Collected data entries

★ ★ ★ ★ ★

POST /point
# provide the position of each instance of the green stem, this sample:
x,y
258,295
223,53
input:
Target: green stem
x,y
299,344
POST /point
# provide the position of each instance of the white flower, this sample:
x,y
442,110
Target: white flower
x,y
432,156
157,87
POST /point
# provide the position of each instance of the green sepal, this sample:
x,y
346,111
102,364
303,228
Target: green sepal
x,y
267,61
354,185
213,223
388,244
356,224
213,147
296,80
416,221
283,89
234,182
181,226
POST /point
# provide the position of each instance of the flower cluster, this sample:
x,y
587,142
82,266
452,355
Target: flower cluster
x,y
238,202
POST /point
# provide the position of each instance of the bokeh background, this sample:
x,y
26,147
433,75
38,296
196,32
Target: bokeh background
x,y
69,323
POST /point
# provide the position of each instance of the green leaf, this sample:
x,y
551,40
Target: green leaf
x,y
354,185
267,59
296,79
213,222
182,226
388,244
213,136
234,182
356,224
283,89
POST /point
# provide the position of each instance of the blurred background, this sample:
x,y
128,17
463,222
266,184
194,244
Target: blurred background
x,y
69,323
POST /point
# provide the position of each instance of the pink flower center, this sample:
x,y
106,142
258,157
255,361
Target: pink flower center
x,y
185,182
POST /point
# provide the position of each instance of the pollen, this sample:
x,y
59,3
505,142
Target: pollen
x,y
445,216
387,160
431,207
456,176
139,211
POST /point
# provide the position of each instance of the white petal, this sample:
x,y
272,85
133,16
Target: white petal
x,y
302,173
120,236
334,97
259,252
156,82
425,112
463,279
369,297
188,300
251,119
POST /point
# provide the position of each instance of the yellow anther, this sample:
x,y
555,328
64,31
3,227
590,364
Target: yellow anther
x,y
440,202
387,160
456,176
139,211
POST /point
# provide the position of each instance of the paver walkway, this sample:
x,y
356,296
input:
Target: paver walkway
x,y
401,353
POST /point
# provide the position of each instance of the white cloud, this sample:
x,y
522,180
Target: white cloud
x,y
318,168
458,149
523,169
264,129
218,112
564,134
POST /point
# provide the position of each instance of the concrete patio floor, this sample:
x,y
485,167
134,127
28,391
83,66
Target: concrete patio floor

★ ★ ★ ★ ★

▶ _What you should do_
Look at each line above and note whether it holds the word "concrete". Report how many do, as the number only.

▶ _Written response_
2